Problems
1. List the six renewable energy sources that the speaker asks the audience about in the renewable energy passage.
2. According to the renewable energy passage, how much would hydroelectricity add to the renewable energy category?

I recently asked a group gathered to hear me speak what percentage of the world's energy is provided by these six renewable sources: solar, wind, geothermal, wave, tidal, and ocean energy.

Then came the guesses: To my left, 25 percent; straight ahead, 30 percent; on my right, 20 percent and 15 percent; a pessimist sitting to the far right, 7 percent.

The group was astonished when I revealed the actual figure: 1.5 percent. The figure comes from the Paris-based International Energy Agency, a consortium of 30 countries that monitors energy developments worldwide. The audience that evening had been under the gravely mistaken impression that human society was much further along in its transition to renewable energy. Even the pessimist in the audience was off by more than a factor of four.

I hadn't included hydroelectricity in my list, I told the group, which would add another 2.5 percent to the renewable energy category. But hydro, I explained, would be growing only very slowly since most of the world's best dam sites have been taken.

The category "Biofuels and waste," which makes up 9.7 percent of the world total, includes small slivers of what we Americans call biofuels (ethanol and biodiesel), I said, but mostly represents the deforestation of the planet through the use of wood for daily fuel in many poor countries, hardly a sustainable practice that warrants vast expansion. (This percentage has been roughly the same since 1973 though the absolute consumption has more than doubled as population has climbed sharply.) The burden for renewable energy expansion, I concluded, would therefore remain on the six categories I mentioned at the outset of my presentation.

As if to underline this worrisome state of affairs, the MIT Technology Review just days later published a piece with a rather longish title: "At this rate, it’s going to take nearly 400 years to transform the energy system."

In my presentation I had explained to my listeners that renewable energy is not currently displacing fossil fuel capacity, but rather supplementing it. In fact, I related, the U.S. government's own Department of Energy with no sense of alarm whatsoever projects that world fossil fuel consumption will actually rise through 2050. This would represent a climate catastrophe, I told my audience, and cannot be allowed to happen.

And yet, the MIT piece affirms that this is our destination on our current trajectory. The author writes that "even after decades of warnings, policy debates, and clean-energy campaigns—the world has barely even begun to confront the problem." Related: The Truth About Aramco’s $2 Trillion Valuation

All this merely serves to elicit the question: What would it take to do what scientists think we need to do to reduce greenhouse gases?

Information given
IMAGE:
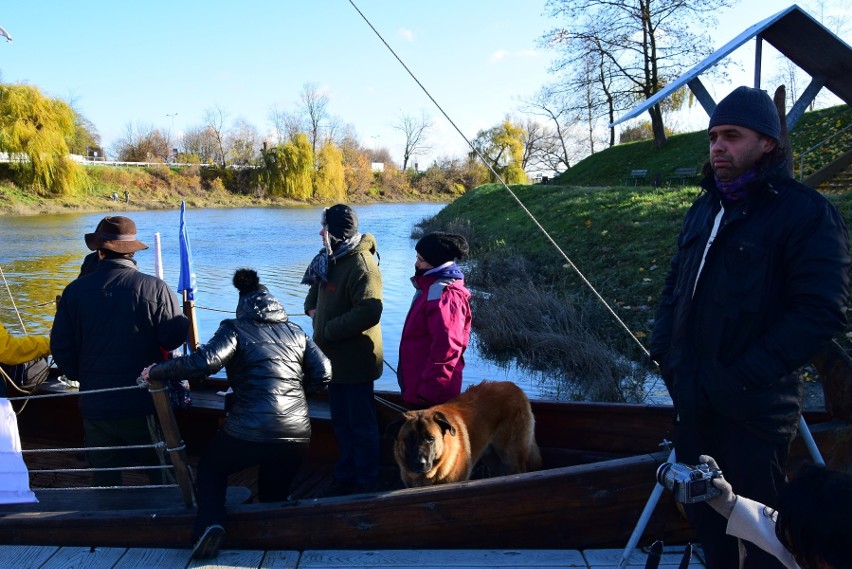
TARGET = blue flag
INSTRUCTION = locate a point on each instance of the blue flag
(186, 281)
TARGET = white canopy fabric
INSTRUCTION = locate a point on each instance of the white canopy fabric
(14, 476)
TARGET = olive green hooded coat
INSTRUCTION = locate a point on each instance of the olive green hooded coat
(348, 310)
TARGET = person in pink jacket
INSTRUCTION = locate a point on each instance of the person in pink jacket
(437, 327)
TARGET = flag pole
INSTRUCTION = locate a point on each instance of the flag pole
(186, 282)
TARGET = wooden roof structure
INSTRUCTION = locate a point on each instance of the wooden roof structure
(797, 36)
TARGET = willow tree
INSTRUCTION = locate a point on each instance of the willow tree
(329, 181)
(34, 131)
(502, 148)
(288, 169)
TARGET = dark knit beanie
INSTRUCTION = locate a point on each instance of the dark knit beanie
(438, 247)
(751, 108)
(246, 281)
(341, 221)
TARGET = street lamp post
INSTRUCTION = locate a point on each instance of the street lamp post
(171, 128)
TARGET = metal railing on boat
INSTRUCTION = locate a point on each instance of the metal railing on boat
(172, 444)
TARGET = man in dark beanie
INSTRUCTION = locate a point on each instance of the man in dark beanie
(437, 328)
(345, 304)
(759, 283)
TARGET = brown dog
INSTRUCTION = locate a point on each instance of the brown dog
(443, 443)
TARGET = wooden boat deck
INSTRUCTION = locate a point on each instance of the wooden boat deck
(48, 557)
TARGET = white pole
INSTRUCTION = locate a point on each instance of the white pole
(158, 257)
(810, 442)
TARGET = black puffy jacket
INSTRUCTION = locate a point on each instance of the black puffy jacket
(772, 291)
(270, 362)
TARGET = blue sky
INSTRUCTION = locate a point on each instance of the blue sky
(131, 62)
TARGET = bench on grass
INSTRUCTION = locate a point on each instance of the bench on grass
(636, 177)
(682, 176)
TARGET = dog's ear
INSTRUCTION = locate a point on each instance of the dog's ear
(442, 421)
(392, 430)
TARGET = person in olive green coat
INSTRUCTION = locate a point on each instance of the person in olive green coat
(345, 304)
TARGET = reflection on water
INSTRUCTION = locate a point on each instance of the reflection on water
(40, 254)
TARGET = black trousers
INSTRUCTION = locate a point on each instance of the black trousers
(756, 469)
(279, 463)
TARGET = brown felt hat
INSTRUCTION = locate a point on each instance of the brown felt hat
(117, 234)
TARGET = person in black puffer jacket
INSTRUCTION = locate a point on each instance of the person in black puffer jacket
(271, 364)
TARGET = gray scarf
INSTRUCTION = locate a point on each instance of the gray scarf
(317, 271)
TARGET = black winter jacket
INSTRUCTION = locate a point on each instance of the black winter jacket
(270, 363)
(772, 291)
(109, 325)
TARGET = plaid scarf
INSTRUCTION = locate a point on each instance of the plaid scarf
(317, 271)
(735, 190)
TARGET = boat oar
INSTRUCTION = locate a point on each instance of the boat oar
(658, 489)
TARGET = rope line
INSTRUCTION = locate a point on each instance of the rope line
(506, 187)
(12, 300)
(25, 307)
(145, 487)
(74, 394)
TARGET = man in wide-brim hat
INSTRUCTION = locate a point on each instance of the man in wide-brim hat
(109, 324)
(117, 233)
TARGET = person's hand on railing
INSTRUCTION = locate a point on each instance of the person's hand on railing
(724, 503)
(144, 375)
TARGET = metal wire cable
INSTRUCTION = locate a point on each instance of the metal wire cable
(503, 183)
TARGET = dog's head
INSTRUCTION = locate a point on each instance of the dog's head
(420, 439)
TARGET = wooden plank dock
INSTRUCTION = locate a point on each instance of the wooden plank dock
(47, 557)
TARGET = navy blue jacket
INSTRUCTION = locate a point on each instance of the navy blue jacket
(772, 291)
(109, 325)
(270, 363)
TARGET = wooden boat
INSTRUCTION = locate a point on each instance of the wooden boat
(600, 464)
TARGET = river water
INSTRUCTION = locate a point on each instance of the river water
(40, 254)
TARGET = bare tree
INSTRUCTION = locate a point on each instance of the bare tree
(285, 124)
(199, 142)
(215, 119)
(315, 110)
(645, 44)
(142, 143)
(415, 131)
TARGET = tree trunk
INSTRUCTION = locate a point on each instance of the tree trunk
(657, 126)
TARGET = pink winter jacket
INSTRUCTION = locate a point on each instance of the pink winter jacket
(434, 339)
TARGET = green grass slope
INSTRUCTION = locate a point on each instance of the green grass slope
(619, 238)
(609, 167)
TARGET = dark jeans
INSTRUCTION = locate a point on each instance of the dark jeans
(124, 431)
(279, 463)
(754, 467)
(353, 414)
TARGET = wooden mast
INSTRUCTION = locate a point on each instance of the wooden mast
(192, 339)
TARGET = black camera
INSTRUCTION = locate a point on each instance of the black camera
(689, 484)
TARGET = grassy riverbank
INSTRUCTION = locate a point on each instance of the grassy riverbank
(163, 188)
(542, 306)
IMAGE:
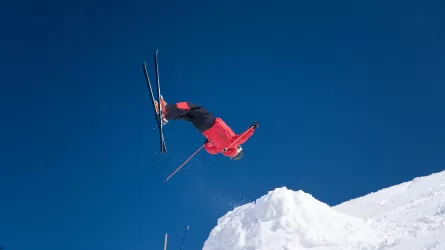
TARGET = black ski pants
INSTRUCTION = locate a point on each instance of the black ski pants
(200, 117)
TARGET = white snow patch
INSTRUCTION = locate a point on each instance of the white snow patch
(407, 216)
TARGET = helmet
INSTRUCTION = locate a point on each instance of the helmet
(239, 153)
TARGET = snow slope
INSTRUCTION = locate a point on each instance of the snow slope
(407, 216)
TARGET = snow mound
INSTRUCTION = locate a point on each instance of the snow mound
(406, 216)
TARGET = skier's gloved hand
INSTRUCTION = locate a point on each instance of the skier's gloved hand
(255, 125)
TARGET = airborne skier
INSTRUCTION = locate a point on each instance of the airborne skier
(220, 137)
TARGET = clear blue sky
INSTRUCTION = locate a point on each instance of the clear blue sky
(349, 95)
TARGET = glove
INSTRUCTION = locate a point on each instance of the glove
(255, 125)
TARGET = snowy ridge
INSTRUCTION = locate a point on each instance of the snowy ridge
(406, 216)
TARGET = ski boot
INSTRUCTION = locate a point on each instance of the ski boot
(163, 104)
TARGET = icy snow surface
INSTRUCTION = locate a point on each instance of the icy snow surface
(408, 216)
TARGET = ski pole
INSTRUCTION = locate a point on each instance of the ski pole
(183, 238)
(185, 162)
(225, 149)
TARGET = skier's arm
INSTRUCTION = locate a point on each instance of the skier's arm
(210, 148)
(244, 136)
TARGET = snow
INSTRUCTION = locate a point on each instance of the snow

Solutions to each task
1. solar, wind, geothermal, wave, tidal, ocean energy

2. Another 2.5 percent.